┏━━
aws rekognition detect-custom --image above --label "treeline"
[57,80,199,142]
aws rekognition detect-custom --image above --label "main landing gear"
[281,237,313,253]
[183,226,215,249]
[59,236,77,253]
┗━━
Please pull every line from the listing above and reproduce each one word for word, in the same order.

aws rekognition detect-custom --image above --label "treeline"
[57,80,199,142]
aws rekognition detect-custom --image above --label "main landing gear"
[281,237,313,253]
[183,226,215,249]
[59,236,77,253]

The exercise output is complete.